◆ ACTIVITY
Copy verbatim the span of lines beginning at the line that contains "Q: Provide one point on every instance of the mountain" and ending with the final line of the data. Exclude pictures from the copy.

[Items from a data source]
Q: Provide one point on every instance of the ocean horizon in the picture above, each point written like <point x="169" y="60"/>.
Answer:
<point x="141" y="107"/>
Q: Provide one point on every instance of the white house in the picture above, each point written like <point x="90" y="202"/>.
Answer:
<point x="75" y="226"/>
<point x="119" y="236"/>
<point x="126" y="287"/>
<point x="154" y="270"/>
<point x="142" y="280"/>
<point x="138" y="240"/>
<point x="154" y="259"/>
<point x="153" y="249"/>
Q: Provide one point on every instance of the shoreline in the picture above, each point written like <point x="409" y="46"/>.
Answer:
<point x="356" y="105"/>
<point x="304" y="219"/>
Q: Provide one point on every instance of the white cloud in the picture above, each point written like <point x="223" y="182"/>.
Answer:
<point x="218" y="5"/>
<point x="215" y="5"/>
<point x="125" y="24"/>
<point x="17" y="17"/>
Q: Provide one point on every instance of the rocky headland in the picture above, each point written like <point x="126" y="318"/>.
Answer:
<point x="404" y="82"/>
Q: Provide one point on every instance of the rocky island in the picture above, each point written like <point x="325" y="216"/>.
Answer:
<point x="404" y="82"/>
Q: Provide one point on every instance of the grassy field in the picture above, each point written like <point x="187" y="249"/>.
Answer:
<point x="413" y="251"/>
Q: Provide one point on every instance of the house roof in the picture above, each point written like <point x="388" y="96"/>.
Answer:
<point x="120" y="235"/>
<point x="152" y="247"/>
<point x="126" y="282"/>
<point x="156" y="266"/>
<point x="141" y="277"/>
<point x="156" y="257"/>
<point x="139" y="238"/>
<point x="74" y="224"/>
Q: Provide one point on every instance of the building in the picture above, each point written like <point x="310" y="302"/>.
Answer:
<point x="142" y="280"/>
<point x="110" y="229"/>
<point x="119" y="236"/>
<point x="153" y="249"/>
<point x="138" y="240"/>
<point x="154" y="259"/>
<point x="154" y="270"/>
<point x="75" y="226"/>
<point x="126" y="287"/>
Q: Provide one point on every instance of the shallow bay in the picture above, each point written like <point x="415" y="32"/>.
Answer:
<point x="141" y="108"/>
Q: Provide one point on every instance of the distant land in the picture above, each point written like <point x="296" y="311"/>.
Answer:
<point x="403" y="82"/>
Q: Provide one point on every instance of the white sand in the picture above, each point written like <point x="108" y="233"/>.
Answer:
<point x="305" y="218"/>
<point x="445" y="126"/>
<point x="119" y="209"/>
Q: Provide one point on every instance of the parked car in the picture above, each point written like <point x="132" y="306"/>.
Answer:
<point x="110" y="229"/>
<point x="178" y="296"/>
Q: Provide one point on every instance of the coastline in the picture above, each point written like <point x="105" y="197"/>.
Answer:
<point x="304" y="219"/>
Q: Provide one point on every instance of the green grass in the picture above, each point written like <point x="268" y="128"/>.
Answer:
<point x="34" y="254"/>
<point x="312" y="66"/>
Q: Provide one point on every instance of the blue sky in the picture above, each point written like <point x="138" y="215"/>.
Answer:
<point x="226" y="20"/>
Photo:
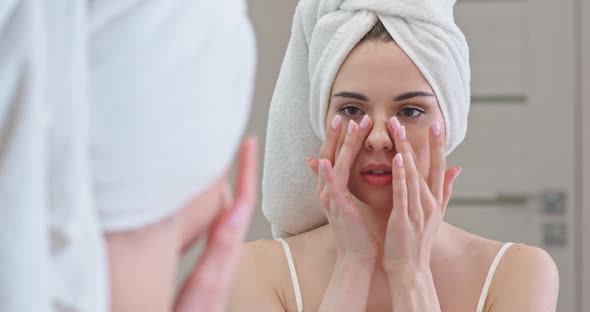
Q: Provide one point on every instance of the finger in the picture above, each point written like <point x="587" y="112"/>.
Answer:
<point x="330" y="145"/>
<point x="327" y="172"/>
<point x="437" y="162"/>
<point x="400" y="191"/>
<point x="412" y="178"/>
<point x="313" y="164"/>
<point x="207" y="287"/>
<point x="450" y="177"/>
<point x="356" y="134"/>
<point x="208" y="284"/>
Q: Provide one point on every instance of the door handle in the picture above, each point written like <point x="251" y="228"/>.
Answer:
<point x="553" y="202"/>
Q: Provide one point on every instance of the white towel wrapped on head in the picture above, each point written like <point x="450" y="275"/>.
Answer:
<point x="324" y="33"/>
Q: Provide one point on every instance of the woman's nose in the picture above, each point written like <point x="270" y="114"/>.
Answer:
<point x="378" y="139"/>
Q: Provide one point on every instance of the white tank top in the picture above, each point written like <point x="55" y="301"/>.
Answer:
<point x="480" y="303"/>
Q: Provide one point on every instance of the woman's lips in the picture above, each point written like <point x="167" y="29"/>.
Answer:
<point x="377" y="179"/>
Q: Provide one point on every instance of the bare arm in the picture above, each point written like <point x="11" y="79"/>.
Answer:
<point x="527" y="280"/>
<point x="413" y="290"/>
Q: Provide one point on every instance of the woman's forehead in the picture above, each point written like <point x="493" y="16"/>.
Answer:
<point x="376" y="63"/>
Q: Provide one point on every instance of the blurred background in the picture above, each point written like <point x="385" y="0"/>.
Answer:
<point x="526" y="158"/>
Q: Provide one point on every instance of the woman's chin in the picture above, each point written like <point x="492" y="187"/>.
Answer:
<point x="377" y="200"/>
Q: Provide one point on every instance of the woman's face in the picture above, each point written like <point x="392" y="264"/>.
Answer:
<point x="379" y="80"/>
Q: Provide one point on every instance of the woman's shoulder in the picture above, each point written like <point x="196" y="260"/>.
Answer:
<point x="257" y="282"/>
<point x="525" y="276"/>
<point x="525" y="271"/>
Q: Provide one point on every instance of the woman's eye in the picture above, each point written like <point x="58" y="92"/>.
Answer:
<point x="411" y="112"/>
<point x="351" y="110"/>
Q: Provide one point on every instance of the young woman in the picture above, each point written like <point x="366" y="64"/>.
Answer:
<point x="384" y="187"/>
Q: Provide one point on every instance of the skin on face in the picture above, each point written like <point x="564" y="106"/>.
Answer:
<point x="379" y="80"/>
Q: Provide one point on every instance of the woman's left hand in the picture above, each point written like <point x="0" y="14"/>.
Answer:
<point x="419" y="203"/>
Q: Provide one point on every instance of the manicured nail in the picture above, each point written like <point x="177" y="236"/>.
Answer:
<point x="336" y="121"/>
<point x="238" y="217"/>
<point x="399" y="161"/>
<point x="436" y="128"/>
<point x="351" y="126"/>
<point x="365" y="122"/>
<point x="394" y="123"/>
<point x="401" y="132"/>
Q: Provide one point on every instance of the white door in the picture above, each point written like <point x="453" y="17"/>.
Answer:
<point x="518" y="179"/>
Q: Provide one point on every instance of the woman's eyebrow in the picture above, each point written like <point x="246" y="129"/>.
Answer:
<point x="409" y="95"/>
<point x="353" y="95"/>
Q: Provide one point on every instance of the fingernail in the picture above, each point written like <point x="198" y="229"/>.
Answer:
<point x="436" y="128"/>
<point x="365" y="122"/>
<point x="399" y="161"/>
<point x="238" y="217"/>
<point x="401" y="132"/>
<point x="351" y="125"/>
<point x="459" y="171"/>
<point x="394" y="123"/>
<point x="336" y="121"/>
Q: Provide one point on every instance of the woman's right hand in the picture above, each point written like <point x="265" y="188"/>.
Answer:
<point x="354" y="241"/>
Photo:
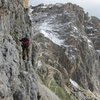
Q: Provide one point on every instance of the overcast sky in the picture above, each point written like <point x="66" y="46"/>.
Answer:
<point x="91" y="6"/>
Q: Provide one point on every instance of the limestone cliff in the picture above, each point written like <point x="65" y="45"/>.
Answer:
<point x="64" y="62"/>
<point x="66" y="58"/>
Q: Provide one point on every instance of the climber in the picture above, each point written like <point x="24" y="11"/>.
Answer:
<point x="25" y="47"/>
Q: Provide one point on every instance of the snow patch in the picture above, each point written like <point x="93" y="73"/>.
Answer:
<point x="53" y="38"/>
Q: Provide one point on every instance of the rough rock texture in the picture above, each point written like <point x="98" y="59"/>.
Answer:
<point x="15" y="82"/>
<point x="66" y="59"/>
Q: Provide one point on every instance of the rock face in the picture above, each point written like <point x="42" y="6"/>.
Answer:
<point x="15" y="82"/>
<point x="64" y="59"/>
<point x="67" y="58"/>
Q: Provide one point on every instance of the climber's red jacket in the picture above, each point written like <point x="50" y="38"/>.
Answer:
<point x="25" y="42"/>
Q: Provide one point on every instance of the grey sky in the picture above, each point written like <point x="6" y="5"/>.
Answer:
<point x="91" y="6"/>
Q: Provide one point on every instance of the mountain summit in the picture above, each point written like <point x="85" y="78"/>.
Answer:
<point x="63" y="60"/>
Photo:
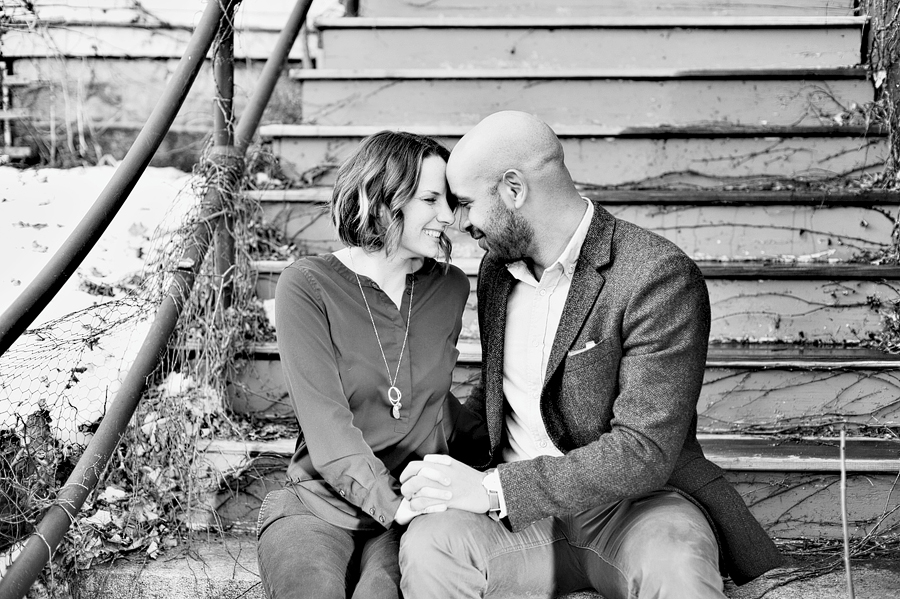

◆ RESULT FOR THIS EXERCISE
Q: Provide one point on every instance of the mountain summit in the picture above, each point written like <point x="85" y="78"/>.
Answer:
<point x="63" y="60"/>
Photo:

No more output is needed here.